▸ 原文
☆ ☆ ☆ ☆

チキータは横回転が混ざっている技術なので、相手が打ち返すとバック側に返ってきやすいです。チキータした後、そこをバックドライブで狙う練習になります。
ラリー練習
ミドル前に下回転サーブを出してもらう
多球練習でチキータを打つことに慣れてきたら、ラリーでも練習していきます。まずは、多球練習と同じ感じでミドルのワンコースに下回転サーブを出してもらい、チキータを打つ練習をします。
そこからラリーもしていくので、チキータを打った後は、戻りを素早くしてバックドライブを打つ体勢に入れるように意識しましょう。
下回転サーブを出し、バック前にストップしてもらう
今度は、下回転サーブを出し、バック前にストップしてもらったボールに対して、3球目チキータの練習をします。レシーブからでもサーブからでも、チキータを打てるようにしていきましょう。
サーブを出した後素早く構えて、素早く右足を出すことでスムーズにチキータを打つことができます。
ミドル前に下回転orバックへロングサーブを出してもらう
最後にまたレシーブからの練習です。ここまででチキータを打つことに慣れてきたと思いますが、実際は必ず短いサーブが来るとは限りません。
ですので、ミドル前に下回転orバックへロングサーブを出してもらい、判断練習もしていきましょう。ミドル前に下回転サーブが来たらチキータ、バックロングへサーブが来たらバックドライブを打ちます。
このような判断練習の中でチキータを打てるようにすることで、試合でもチキータが使えるようになります。
チキータをミスしないために意識すること
チキータをミスしないために意識することは、素早く準備することです。いくら練習でチキータが上手くなっても、いざ試合で使うときに、準備が遅いと必ずミスします。
チキータはしっかり右足を出してタメを作らないと安定しないので、相手が打ったボールのコースを素早く判断することが大事ですが、ある程度山を張っておくことも大事です。
チキータを打つ時は、素早くコースを判断することを意識しながら、ある程度山も張っておきましょう。
チキータを使った卓球の戦術
チキータのコツや練習方法がわかったところで、実際に試合で使うための戦術を見ていきましょう。
レシーブでチキータ
まずは、レシーブからチキータです。プロの卓球選手でも、基本的にチキータを使っている場面はレシーブになります。相手のサーブに強烈な下回転がかかっていてフリックができなくても、横回転をかけるチキータなら打てるため、チキータがレシーブで多用されています。
短いサーブであれば、どんなサーブでもチキータを打つことができるので、短いサーブが来たらどんどんチキータを打つようにしましょう。
ストップさせてチキータ
2つ目は相手にストップさせてチキータです。サーブからでもレシーブからでも、攻撃できそうになければ低くストップして相手にもストップさせます。ストップさせたところをチキータしていきます。
もし、ストップではなくツッツキが来た場合は、ドライブで攻撃してOKです。
チキータの打ち返し方
では逆に、短いサーブなどを相手にチキータされた場合ですが、どのように打ち返せばいいでしょうか?
相手にチキータされた場合は、なるべくドライブで打ち返すようにしましょう。ブロックなどで守りに入ると、相手の思うつぼになってしまいます。

☆ ☆ ☆ ☆

▸ 課題 1
レコードから、文字列「tall」を含む行をすべて書き出してください。大文字と小文字は区別します。
原文とレコードは、それぞれ別の出典から取られています。

☆ ☆ ☆ ☆

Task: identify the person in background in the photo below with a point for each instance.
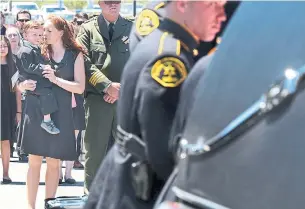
(22, 17)
(2, 22)
(78, 20)
(106, 38)
(13, 35)
(8, 104)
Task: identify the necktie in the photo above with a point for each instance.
(110, 27)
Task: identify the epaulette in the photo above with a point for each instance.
(93, 17)
(168, 43)
(169, 71)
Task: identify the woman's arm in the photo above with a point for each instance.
(78, 85)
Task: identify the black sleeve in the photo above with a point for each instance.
(157, 103)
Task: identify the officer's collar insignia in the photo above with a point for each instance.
(147, 22)
(169, 72)
(212, 51)
(125, 40)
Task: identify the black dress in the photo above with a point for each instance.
(8, 105)
(37, 141)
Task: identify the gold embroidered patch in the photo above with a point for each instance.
(147, 22)
(212, 51)
(169, 72)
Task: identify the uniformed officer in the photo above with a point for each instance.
(137, 166)
(187, 98)
(106, 39)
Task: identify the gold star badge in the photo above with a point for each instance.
(169, 72)
(147, 21)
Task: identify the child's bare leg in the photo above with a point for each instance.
(47, 118)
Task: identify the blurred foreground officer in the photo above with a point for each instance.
(106, 38)
(135, 169)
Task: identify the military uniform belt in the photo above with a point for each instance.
(131, 143)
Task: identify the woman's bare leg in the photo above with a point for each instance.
(69, 164)
(6, 155)
(33, 178)
(52, 177)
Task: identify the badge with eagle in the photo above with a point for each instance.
(147, 22)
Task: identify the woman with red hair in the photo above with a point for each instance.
(65, 69)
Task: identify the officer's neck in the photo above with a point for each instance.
(110, 18)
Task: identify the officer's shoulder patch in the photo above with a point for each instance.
(147, 22)
(169, 71)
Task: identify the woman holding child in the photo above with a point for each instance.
(59, 50)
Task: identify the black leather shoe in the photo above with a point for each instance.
(6, 181)
(23, 158)
(70, 181)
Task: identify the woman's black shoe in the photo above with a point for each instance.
(6, 181)
(70, 181)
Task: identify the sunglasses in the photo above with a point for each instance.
(112, 2)
(12, 35)
(23, 20)
(79, 22)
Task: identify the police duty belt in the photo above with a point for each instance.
(131, 143)
(279, 92)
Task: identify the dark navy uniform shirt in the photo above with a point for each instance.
(150, 89)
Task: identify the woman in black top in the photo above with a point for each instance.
(8, 104)
(66, 56)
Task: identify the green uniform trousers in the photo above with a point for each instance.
(100, 124)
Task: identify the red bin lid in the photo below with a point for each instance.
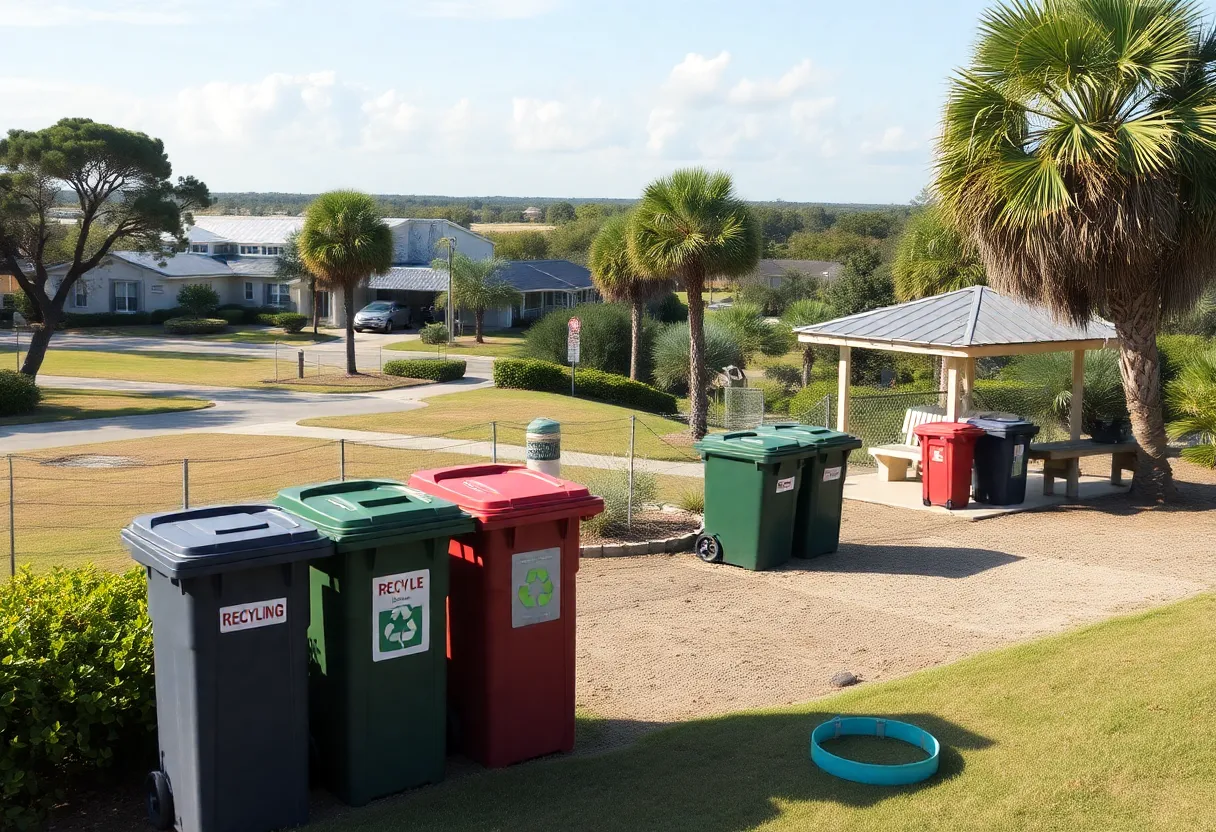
(491, 490)
(947, 429)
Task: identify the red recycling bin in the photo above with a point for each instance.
(511, 608)
(947, 450)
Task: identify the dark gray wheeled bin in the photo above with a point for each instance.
(229, 600)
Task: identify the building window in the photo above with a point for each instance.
(279, 294)
(127, 296)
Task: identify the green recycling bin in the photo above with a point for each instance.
(821, 494)
(378, 634)
(752, 479)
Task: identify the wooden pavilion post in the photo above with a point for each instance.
(844, 388)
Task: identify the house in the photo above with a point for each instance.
(236, 256)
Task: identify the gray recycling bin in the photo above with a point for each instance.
(229, 600)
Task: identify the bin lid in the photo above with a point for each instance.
(947, 429)
(196, 541)
(495, 489)
(753, 445)
(1005, 425)
(361, 506)
(812, 436)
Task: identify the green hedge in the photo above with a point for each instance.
(429, 369)
(546, 377)
(195, 325)
(18, 393)
(77, 693)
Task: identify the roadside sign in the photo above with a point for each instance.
(572, 341)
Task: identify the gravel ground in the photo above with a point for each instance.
(666, 637)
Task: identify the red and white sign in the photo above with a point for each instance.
(252, 616)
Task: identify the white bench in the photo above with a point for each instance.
(894, 460)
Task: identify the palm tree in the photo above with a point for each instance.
(620, 281)
(806, 313)
(288, 265)
(1079, 155)
(478, 286)
(690, 226)
(932, 257)
(344, 242)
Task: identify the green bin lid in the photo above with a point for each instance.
(753, 445)
(356, 509)
(812, 436)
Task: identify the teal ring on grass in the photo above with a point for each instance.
(873, 774)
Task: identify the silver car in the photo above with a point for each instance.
(383, 316)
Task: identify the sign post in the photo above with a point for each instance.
(572, 347)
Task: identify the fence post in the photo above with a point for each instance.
(629, 504)
(12, 524)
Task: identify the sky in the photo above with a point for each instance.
(800, 100)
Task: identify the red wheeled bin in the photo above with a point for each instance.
(947, 451)
(511, 608)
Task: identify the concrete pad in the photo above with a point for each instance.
(907, 494)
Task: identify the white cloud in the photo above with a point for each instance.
(559, 125)
(696, 78)
(793, 82)
(893, 141)
(482, 9)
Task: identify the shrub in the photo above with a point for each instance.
(198, 299)
(433, 335)
(195, 325)
(18, 393)
(604, 338)
(429, 369)
(291, 321)
(77, 692)
(231, 315)
(613, 487)
(547, 377)
(671, 354)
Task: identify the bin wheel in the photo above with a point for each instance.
(159, 799)
(709, 549)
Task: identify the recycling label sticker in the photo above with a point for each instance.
(400, 614)
(535, 586)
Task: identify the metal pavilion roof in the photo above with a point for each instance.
(970, 321)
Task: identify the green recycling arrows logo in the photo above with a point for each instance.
(536, 590)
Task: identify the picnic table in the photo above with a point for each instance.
(1063, 460)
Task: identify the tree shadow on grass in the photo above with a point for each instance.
(719, 775)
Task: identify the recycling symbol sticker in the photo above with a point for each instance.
(536, 585)
(400, 614)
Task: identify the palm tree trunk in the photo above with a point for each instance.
(698, 398)
(808, 364)
(635, 343)
(1136, 321)
(348, 302)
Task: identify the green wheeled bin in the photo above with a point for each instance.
(752, 481)
(821, 495)
(378, 634)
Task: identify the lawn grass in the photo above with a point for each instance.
(502, 343)
(62, 405)
(237, 333)
(71, 516)
(1108, 728)
(185, 369)
(586, 426)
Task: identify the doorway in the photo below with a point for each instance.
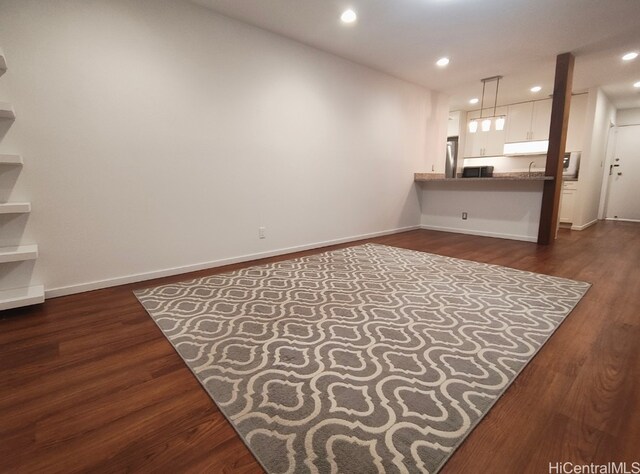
(623, 200)
(451, 165)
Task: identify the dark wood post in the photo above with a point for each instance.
(557, 142)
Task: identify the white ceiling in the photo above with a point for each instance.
(518, 39)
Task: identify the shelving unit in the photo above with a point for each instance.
(15, 208)
(33, 294)
(18, 253)
(21, 297)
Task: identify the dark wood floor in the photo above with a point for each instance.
(88, 382)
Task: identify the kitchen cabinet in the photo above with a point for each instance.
(481, 143)
(528, 121)
(568, 201)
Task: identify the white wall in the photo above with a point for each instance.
(506, 209)
(601, 114)
(158, 136)
(628, 117)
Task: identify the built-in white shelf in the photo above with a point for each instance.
(18, 253)
(15, 207)
(21, 297)
(6, 111)
(10, 159)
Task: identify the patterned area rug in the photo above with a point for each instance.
(361, 360)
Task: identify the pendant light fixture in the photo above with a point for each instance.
(486, 122)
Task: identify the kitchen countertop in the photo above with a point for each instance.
(439, 177)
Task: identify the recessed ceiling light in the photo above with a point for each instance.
(348, 16)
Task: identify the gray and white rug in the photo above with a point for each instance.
(361, 360)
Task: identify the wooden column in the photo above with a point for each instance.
(548, 227)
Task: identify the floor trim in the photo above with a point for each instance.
(482, 233)
(584, 226)
(123, 280)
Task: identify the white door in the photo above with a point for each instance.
(624, 193)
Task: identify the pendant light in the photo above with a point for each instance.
(500, 120)
(486, 122)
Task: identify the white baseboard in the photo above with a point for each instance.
(584, 226)
(109, 282)
(481, 233)
(622, 220)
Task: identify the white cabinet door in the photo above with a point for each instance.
(473, 144)
(568, 201)
(577, 121)
(494, 142)
(519, 122)
(541, 120)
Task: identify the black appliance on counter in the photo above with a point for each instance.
(477, 172)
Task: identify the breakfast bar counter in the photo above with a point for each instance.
(439, 177)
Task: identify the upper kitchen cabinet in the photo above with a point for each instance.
(490, 143)
(577, 122)
(528, 121)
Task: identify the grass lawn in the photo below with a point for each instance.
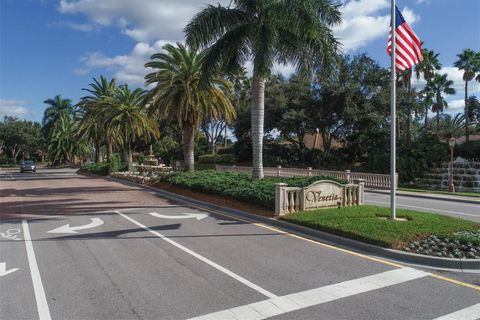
(363, 223)
(465, 194)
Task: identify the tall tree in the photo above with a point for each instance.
(440, 85)
(266, 32)
(469, 62)
(91, 104)
(63, 143)
(52, 113)
(181, 94)
(125, 117)
(428, 66)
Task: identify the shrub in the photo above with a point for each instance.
(285, 155)
(227, 158)
(114, 163)
(469, 150)
(97, 168)
(239, 186)
(225, 150)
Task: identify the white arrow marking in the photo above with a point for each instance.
(67, 229)
(4, 271)
(198, 216)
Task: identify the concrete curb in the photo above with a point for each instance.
(427, 196)
(464, 265)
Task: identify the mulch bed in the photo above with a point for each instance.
(215, 199)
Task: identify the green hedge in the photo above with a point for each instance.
(227, 158)
(97, 168)
(237, 185)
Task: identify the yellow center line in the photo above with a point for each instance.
(317, 242)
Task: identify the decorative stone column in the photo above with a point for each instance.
(361, 190)
(279, 198)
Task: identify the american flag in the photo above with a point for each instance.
(409, 47)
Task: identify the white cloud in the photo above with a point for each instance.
(456, 76)
(147, 21)
(13, 108)
(457, 105)
(126, 68)
(142, 20)
(363, 23)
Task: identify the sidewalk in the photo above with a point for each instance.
(427, 195)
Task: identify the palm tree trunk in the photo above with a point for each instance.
(409, 112)
(467, 133)
(426, 116)
(258, 111)
(189, 147)
(130, 155)
(409, 124)
(125, 153)
(109, 150)
(97, 151)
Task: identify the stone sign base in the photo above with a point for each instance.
(320, 194)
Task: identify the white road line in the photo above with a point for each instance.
(202, 258)
(416, 207)
(296, 301)
(42, 304)
(457, 204)
(470, 313)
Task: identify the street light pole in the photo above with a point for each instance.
(451, 143)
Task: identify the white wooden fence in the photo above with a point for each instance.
(372, 180)
(294, 199)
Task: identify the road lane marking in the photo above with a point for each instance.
(201, 258)
(95, 222)
(461, 283)
(4, 271)
(456, 204)
(198, 216)
(304, 299)
(417, 207)
(319, 243)
(11, 234)
(470, 313)
(42, 304)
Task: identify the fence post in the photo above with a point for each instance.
(347, 173)
(361, 190)
(279, 198)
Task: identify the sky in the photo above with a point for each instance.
(50, 47)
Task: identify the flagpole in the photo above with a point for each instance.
(393, 185)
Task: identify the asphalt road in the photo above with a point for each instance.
(468, 211)
(74, 247)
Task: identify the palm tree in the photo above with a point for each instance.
(469, 62)
(428, 66)
(52, 113)
(452, 126)
(266, 32)
(63, 144)
(124, 116)
(439, 86)
(182, 94)
(89, 106)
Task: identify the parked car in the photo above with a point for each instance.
(28, 165)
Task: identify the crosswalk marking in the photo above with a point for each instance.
(470, 313)
(296, 301)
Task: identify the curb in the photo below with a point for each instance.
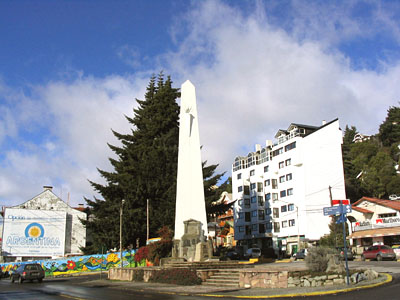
(389, 278)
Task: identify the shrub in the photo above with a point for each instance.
(141, 254)
(138, 275)
(176, 276)
(317, 258)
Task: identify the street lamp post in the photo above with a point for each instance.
(120, 229)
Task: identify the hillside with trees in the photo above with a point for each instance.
(370, 166)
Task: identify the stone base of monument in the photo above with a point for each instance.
(192, 247)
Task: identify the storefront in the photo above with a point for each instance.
(374, 221)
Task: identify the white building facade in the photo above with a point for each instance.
(281, 188)
(47, 213)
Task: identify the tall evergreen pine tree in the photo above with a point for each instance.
(145, 168)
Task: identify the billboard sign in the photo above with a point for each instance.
(33, 232)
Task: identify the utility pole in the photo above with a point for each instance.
(120, 229)
(148, 231)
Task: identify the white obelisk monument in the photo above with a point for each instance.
(190, 203)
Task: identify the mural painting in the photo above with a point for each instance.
(79, 264)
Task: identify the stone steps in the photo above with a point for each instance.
(224, 278)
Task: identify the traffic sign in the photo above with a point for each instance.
(341, 219)
(332, 210)
(337, 210)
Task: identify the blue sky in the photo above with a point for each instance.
(70, 70)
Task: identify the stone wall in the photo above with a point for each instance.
(263, 279)
(308, 280)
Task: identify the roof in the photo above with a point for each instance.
(362, 210)
(376, 232)
(393, 204)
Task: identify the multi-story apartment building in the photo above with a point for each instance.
(281, 188)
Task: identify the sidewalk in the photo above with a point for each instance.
(209, 291)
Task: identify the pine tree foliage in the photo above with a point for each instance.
(370, 166)
(144, 167)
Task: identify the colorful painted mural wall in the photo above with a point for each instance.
(79, 264)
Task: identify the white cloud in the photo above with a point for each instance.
(257, 78)
(252, 77)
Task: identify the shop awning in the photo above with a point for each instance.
(375, 232)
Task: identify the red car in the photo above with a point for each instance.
(379, 252)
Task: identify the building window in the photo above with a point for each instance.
(274, 183)
(276, 227)
(247, 203)
(274, 196)
(290, 146)
(247, 216)
(248, 229)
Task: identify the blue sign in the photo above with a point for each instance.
(332, 210)
(341, 219)
(337, 210)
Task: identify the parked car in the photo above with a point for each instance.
(301, 254)
(350, 255)
(379, 252)
(253, 253)
(28, 272)
(396, 249)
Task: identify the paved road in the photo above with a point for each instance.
(73, 287)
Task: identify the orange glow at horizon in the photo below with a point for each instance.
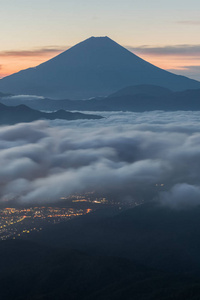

☆ ☆ ☆ ☆

▸ 課題 2
次の(a)〜(c)は原文の内容と合っていますか。それぞれ「はい」か「いいえ」で答え、判断の決め手となる原文の語句を一字一句そのまま引用してください。
(a) プロの卓球選手がチキータを使うのは、基本的にレシーブの場面である。
(b) 相手にチキータされたときは、ブロックで守るように勧めている。
(c) 相手にストップさせる戦術で、ストップではなくツッツキが来た場合は、ドライブで攻撃してよい。

▸ 出力全文 1
Task: identify the tall tree in the photo above with a point for each instance.
Task: identify the tall evergreen pine tree in the photo above with a point for each instance.

▸ 出力全文 2
(a) はい。「プロの卓球選手でも、基本的にチキータを使っている場面はレシーブになります。」
(b) いいえ。「相手にチキータされた場合は、なるべくドライブで打ち返すようにしましょう。ブロックなどで守りに入ると、相手の思うつぼになってしまいます。」
(c) はい。「もし、ストップではなくツッツキが来た場合は、ドライブで攻撃してOKです。」